How many lines of the records below contain the string "post", with case counting? Reply with the number alone.
>> START Given entries
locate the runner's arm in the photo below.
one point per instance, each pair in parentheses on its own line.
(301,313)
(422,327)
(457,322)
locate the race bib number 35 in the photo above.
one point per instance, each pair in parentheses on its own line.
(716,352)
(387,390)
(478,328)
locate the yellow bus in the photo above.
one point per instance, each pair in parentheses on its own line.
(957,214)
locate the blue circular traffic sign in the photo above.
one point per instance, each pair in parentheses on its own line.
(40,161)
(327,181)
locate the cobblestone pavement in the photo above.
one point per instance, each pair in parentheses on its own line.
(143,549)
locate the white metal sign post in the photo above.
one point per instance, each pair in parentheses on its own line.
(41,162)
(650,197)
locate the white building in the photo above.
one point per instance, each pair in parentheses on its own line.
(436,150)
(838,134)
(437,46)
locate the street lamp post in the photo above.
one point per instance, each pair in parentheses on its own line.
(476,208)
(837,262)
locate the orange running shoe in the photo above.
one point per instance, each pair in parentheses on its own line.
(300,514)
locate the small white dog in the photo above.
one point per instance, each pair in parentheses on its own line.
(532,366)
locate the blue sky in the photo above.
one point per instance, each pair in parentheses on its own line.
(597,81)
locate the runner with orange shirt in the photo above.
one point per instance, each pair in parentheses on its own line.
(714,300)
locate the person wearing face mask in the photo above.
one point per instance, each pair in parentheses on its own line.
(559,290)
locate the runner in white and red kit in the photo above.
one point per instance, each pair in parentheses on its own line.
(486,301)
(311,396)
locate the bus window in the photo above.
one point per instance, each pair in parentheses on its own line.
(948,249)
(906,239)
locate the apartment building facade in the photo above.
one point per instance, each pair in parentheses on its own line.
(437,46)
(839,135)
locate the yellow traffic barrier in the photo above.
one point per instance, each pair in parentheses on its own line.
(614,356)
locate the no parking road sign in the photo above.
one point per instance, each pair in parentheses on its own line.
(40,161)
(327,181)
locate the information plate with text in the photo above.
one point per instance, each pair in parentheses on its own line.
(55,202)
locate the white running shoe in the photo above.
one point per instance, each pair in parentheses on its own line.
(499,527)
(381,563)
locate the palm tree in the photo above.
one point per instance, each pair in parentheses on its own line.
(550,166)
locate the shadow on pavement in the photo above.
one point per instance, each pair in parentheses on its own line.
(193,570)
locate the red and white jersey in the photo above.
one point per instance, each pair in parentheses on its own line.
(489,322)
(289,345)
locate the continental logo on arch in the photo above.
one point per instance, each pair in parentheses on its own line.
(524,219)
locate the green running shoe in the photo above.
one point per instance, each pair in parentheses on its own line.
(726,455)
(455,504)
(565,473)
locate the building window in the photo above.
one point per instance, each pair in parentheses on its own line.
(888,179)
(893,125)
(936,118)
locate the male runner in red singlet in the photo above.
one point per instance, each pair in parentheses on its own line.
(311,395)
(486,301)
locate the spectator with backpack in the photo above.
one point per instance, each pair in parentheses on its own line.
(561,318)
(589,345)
>> END Given entries
>> START Given entries
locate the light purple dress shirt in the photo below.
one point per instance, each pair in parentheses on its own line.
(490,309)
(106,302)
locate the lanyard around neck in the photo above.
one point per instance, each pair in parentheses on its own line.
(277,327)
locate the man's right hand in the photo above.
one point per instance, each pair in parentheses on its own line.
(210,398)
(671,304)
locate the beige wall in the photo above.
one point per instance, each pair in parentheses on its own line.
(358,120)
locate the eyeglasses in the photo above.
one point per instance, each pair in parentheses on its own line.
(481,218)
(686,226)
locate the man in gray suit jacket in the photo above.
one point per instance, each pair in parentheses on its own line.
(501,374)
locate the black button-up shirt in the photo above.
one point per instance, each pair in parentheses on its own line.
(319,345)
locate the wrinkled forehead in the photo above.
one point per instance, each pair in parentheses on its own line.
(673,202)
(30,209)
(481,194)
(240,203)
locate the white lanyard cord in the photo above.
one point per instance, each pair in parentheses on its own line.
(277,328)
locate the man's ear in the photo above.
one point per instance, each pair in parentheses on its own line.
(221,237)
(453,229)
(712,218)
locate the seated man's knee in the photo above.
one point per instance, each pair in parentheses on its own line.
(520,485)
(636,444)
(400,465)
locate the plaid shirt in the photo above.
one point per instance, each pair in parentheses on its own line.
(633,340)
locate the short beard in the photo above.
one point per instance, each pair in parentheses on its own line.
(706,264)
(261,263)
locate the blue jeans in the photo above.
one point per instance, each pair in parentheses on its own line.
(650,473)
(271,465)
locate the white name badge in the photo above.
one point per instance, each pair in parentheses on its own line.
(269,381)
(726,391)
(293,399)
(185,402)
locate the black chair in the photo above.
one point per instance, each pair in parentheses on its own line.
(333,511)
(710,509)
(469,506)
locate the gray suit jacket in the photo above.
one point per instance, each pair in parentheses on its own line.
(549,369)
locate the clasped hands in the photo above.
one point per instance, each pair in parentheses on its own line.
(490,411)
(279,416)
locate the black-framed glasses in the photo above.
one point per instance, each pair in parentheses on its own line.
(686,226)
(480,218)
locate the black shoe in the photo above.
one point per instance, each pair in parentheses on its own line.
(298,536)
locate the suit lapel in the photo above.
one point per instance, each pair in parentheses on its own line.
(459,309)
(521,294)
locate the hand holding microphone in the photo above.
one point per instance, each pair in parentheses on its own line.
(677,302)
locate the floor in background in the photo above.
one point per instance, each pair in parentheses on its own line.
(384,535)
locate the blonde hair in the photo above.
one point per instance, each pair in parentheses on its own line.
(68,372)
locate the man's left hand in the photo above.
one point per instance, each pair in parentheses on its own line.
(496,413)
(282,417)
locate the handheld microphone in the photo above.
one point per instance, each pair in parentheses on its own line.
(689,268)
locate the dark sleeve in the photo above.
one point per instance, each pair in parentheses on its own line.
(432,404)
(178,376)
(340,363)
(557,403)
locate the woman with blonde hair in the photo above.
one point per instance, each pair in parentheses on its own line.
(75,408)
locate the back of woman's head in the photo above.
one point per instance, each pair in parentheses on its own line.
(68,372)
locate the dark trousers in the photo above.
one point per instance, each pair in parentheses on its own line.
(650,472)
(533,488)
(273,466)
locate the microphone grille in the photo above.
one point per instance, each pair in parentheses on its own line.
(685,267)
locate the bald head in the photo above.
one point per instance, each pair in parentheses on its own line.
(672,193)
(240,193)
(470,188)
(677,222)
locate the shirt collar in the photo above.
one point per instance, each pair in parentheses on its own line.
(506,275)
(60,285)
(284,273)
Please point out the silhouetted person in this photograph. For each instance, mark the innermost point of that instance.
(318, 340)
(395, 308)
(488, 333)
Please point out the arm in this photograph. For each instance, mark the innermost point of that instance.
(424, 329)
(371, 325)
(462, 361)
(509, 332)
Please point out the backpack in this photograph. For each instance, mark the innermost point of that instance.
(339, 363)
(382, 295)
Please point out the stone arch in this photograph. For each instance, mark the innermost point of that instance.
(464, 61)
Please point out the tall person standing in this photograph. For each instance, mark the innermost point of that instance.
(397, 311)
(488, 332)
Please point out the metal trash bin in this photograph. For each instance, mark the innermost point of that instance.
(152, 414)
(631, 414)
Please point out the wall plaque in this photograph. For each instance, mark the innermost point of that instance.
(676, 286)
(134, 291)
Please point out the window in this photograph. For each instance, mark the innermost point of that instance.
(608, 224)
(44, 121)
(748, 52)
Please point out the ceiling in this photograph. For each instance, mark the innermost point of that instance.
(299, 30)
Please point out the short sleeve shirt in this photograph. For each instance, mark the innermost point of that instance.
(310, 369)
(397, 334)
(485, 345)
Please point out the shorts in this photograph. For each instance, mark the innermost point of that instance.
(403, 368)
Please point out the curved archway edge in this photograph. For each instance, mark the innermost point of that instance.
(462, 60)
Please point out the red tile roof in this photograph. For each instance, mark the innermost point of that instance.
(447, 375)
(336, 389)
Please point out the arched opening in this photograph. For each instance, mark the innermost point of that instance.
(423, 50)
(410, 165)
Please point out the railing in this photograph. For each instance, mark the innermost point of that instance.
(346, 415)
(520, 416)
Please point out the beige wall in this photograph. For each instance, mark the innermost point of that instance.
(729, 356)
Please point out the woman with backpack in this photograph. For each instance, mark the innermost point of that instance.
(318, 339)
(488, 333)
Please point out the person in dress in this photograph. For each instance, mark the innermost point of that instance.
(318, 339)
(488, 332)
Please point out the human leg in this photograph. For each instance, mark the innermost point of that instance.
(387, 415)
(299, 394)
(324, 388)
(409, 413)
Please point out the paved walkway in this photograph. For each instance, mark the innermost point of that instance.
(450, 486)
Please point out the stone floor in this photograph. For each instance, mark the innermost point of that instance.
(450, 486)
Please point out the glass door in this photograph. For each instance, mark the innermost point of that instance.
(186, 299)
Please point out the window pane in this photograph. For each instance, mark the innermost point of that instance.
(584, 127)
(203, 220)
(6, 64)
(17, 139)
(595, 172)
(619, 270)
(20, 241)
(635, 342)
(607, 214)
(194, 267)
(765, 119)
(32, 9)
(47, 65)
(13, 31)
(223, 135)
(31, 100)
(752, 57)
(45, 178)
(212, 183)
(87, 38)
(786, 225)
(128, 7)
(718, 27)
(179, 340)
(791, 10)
>> END Given entries
>> START Given entries
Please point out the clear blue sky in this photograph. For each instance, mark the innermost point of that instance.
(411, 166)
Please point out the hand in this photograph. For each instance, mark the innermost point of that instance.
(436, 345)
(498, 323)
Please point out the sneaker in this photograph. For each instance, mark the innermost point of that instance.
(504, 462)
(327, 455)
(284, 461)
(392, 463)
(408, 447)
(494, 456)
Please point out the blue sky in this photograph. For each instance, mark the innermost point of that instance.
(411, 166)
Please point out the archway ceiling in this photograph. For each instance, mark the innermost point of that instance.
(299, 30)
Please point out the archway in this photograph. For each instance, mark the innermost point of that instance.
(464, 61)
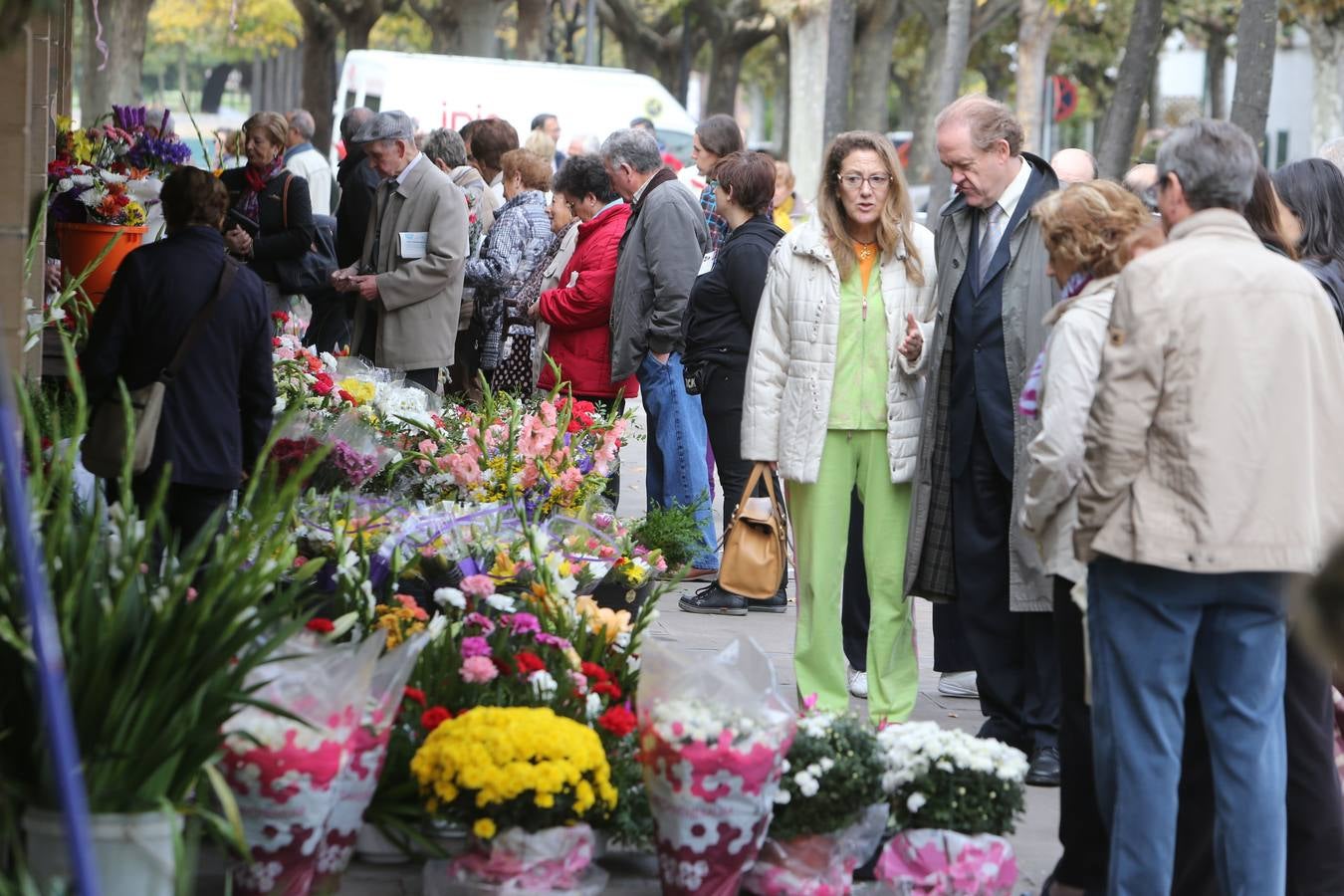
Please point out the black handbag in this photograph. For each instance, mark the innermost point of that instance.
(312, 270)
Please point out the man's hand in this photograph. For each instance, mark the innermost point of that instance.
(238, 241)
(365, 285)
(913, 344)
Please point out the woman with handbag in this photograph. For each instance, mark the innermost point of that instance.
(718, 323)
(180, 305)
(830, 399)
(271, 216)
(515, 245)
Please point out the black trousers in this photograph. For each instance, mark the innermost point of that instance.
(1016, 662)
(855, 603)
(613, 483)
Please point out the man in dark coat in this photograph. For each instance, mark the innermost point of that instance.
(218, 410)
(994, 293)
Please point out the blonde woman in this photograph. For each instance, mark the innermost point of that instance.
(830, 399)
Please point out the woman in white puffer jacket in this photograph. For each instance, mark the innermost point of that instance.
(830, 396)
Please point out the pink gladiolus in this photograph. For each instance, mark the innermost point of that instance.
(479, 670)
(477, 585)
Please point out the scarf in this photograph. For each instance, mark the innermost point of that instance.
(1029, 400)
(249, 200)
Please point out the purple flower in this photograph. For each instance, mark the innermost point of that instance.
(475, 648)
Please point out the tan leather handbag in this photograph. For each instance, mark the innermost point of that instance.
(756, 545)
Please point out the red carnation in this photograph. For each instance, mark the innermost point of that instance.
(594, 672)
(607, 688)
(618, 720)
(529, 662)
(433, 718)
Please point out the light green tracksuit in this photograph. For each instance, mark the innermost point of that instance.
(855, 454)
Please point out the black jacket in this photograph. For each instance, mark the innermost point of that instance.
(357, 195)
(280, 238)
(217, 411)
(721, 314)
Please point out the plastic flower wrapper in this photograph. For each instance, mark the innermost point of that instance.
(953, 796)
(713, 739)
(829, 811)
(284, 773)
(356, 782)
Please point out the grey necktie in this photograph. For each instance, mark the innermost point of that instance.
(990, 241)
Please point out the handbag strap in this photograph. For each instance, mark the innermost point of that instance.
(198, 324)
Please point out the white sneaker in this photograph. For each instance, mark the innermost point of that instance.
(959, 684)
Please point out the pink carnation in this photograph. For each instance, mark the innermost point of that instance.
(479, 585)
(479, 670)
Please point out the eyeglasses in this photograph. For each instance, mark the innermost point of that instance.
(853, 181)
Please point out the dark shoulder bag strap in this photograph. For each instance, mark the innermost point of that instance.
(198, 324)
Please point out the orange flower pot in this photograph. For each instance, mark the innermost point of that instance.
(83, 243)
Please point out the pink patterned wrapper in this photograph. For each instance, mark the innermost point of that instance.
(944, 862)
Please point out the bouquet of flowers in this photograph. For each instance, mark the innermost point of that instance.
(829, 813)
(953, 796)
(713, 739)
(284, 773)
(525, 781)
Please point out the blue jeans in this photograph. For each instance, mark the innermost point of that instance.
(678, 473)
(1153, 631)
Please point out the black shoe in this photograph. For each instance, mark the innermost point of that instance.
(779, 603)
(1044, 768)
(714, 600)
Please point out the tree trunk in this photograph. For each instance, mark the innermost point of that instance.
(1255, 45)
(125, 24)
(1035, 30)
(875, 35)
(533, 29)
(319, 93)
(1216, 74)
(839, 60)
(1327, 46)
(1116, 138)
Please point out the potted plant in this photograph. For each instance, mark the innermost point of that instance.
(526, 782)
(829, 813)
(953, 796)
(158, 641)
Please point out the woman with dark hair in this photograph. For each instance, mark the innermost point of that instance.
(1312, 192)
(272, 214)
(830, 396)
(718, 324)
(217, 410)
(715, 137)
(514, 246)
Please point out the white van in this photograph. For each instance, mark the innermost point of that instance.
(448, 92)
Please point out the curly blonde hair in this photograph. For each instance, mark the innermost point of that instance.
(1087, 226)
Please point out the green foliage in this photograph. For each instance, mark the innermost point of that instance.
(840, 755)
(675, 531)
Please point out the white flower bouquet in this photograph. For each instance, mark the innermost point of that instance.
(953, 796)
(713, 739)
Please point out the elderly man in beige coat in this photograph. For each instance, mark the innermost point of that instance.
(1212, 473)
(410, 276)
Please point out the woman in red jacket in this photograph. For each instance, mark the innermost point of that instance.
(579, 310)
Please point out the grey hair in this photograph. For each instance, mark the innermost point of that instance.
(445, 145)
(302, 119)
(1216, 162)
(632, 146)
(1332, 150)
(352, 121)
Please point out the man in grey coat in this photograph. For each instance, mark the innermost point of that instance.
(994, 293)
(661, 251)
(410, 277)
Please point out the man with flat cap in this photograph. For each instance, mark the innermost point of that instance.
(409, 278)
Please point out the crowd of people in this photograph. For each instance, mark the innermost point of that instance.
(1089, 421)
>> END Given entries
• _Exercise response_
2